TESTO SELEZIONATO>
_____

Sentenza Sentenza Cassazione Civile n. 24799 del 03/10/2019

Cassazione civile sez. I, 03/10/2019, (ud. 13/09/2019, dep. 03/10/2019), n.24799

LA CORTE SUPREMA DI CASSAZIONE

SEZIONE PRIMA CIVILE

Composta dagli Ill.mi Sigg.ri Magistrati:

Dott. CAMPANILE Pietro – Presidente –

Dott. SAMBITO Maria Giovanna – Consigliere –

Dott. SCOTTI Umberto L. C. G. – Consigliere –

Dott. PARISE Clotilde – Consigliere –

Dott. SCALIA Laura – rel. Consigliere –

ha pronunciato la seguente:

ORDINANZA

sul ricorso n. 4408/2015 proposto da:

COMUNE DI BISCEGLIE, in persona del Sindaco p.t., elettivamente

domiciliato in Roma, Via Ettore Rolli, 24-C/11 presso lo studio

dell’avvocato Arturo Sforza e rappresentato e difeso dall’avvocato

Antonio Calvani giusta Delib. Giunta 2 febbraio 2015, n. 36 e

procura speciale a margine del ricorso introduttivo Corte di

cassazione e rappresentato e difeso dall’avvocato Giovanna Saija per

procura speciale a margine del ricorso;

– ricorrente –

contro

R.E., D.R.,

R.R.G.O., anche quali eredi di R.A. rappresentate e

difese dall’Avvocato Roberto Carbone per procura speciale a margine

del controricorso con ricorso incidentale;

– controricorrenti e ricorrenti incidentali –

avverso la sentenza n. 1847/2013 della Corte di appello di Bari,

pubblicata il 23/12/2013;

udita la relazione della causa svolta dal Cons. Dott. Laura Scalia

nella Camera di consiglio del 13/09/2019.

_____

DATI RACCOLTI>
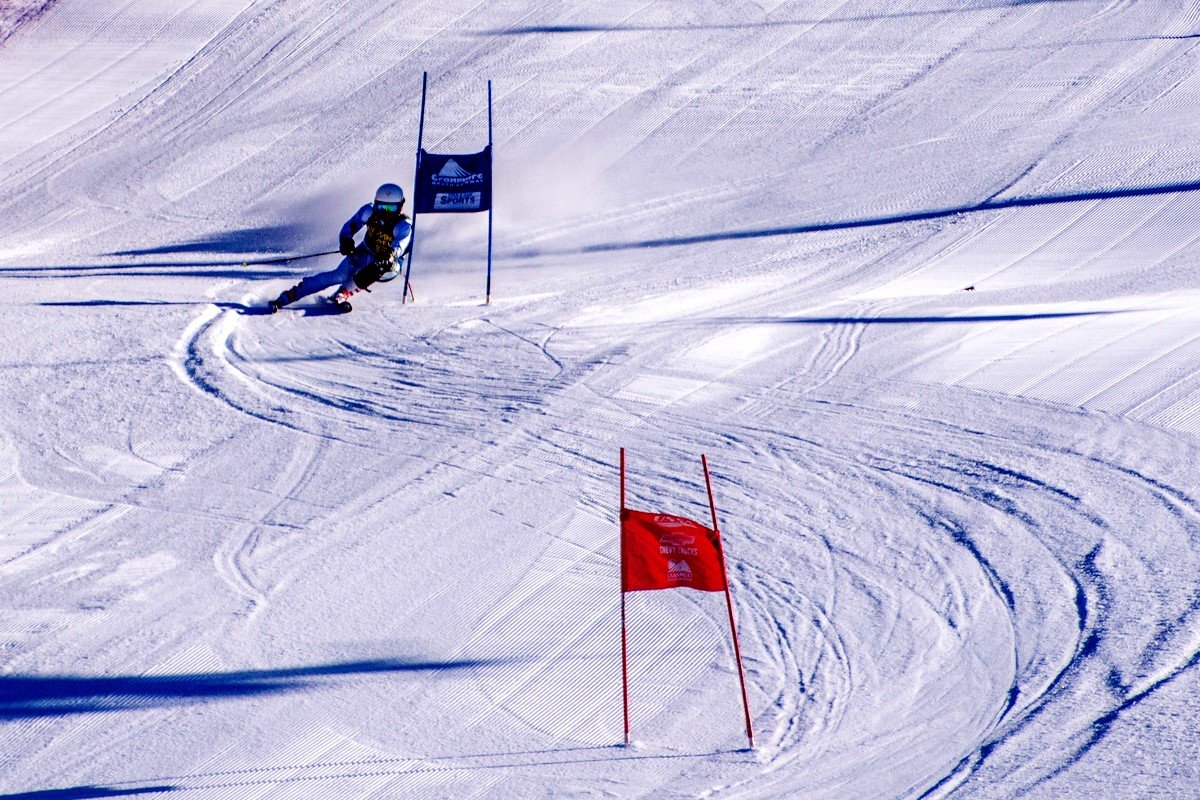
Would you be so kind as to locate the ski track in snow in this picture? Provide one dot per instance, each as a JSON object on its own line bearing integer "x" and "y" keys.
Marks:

_____

COMPITI DA SVOLGERE>
#1 Nell'ordinanza della Cassazione, chi è indicato come Presidente del collegio?
#2 Trascrivi dall'ordinanza della Cassazione il brano compreso tra "del controricorso con" e "consiglio del 13/09/2019.", estremi inclusi.

RISPOSTE CORRETTE>
#1 Pietro Campanile.

#2
del controricorso con ricorso incidentale;

– controricorrenti e ricorrenti incidentali –

avverso la sentenza n. 1847/2013 della Corte di appello di Bari,

pubblicata il 23/12/2013;

udita la relazione della causa svolta dal Cons. Dott. Laura Scalia

nella Camera di consiglio del 13/09/2019.